Sommige van dit soort monitoringtools zijn ook in staat om dat te combineren met resourcebelasting (CPU, disk IO en wat dies meer zij). En dat zowel virtueel als fysiek (ESX of Hyper-V). Alhoewel ik mijn twijfels heb over het praktisch nut van resource monitoring binnen een virtuele server.
Nogmaals – er zijn vandaag de dag voldoende betaalbare instrumenten/tools beschikbaar. Het is daarbij wel zaak dat ook de ‘consumenten’ van die keteninformatie betrokken worden bij de selectie en invoering.
En niet alleen de technische mensen zoals netwerk en systeem beheerders. Want die worden gemeten op device beschikbaarheid (‘bij mij is alles groen’). En niet op de bijdrage aan een (applicatie) keten – laat staan de gebruikersbeleving. Waarbij gebruikersbeleving gedefinieerd is als ‘de wachttijd tussen een klik en het bijbehorende antwoord op het scherm’.
@Will
Je hebt gelijk maar helaas ten dele want het meten is niet voor alle applicaties zo eenvoudig zoals de voorbeelden van PaVaKe en Pascal ook al duidelijk maken. Zoals de wachttijd tussen een klik en het antwoord welke dus niet alleen helemaal door de keten moet, die door alle stapelingen eerder een web is maar dus ook nog verwerkt moeten worden.

--- Aangeleverd materiaal ---
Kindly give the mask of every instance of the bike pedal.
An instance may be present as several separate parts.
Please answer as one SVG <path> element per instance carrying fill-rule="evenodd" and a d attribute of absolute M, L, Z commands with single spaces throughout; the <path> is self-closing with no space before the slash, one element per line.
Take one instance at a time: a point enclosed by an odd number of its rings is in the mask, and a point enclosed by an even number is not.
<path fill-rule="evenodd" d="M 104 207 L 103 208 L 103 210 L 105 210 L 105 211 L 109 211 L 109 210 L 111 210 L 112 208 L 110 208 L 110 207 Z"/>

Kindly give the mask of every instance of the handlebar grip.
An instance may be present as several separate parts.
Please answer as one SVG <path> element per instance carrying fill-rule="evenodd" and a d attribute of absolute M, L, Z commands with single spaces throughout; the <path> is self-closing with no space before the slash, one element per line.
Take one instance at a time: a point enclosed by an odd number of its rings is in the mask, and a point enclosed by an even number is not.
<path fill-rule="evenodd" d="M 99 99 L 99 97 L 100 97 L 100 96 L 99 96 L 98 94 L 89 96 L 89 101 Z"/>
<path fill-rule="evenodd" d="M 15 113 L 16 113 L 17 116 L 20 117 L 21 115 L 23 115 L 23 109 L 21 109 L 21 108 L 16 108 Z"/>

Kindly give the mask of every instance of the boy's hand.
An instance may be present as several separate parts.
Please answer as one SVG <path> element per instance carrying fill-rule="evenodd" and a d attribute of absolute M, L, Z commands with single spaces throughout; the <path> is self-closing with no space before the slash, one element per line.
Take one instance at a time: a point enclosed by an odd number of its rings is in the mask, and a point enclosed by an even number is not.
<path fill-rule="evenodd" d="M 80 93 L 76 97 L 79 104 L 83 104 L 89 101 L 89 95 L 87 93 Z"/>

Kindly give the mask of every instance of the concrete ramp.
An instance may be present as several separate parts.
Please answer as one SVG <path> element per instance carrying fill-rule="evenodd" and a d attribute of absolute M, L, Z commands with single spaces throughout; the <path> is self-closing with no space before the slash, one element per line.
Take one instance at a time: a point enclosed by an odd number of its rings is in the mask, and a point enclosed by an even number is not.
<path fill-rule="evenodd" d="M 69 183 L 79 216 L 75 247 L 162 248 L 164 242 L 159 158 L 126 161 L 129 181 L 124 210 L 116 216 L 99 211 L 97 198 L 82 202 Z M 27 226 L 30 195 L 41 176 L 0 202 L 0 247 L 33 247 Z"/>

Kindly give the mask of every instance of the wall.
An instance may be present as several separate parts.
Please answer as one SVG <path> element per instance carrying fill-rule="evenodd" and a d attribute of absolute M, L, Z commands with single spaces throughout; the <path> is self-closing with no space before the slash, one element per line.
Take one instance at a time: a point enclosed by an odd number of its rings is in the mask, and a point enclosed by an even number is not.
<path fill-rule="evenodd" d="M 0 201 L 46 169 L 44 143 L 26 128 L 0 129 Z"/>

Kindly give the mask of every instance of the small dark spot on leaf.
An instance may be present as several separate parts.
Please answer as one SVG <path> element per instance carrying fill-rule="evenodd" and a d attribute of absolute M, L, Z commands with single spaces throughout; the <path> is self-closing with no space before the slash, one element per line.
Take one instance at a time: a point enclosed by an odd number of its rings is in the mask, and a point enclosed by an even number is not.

--- Opgaven ---
- 1) Vat het fragment samen in drie zinnen.
- 2) Geef alsjeblieft het deel van het fragment beginnend bij "Sommige van dit" en doorlopend tot en met "een virtuele server." opnieuw weer, en wissel daarbij "resourcebelasting" om voor "capaciteitsbelasting".
Het materiaal staat los van het fragment.

--- Antwoorden ---
- 1) Volgens het fragment kunnen sommige monitoringtools ook resourcebelasting zoals CPU en disk IO meenemen, zowel virtueel als fysiek, al twijfelt de schrijver aan het praktisch nut daarvan binnen een virtuele server. Er zijn voldoende betaalbare tools, maar bij de selectie en invoering moeten ook de ‘consumenten’ van de keteninformatie betrokken worden en niet alleen technische beheerders, die op device-beschikbaarheid worden gemeten. In een reactie aan Will staat dat meten niet voor alle applicaties eenvoudig is, omdat de wachttijd tussen een klik en het antwoord door een keten moet die eerder een web is.

- 2)
Sommige van dit soort monitoringtools zijn ook in staat om dat te combineren met capaciteitsbelasting (CPU, disk IO en wat dies meer zij). En dat zowel virtueel als fysiek (ESX of Hyper-V). Alhoewel ik mijn twijfels heb over het praktisch nut van resource monitoring binnen een virtuele server.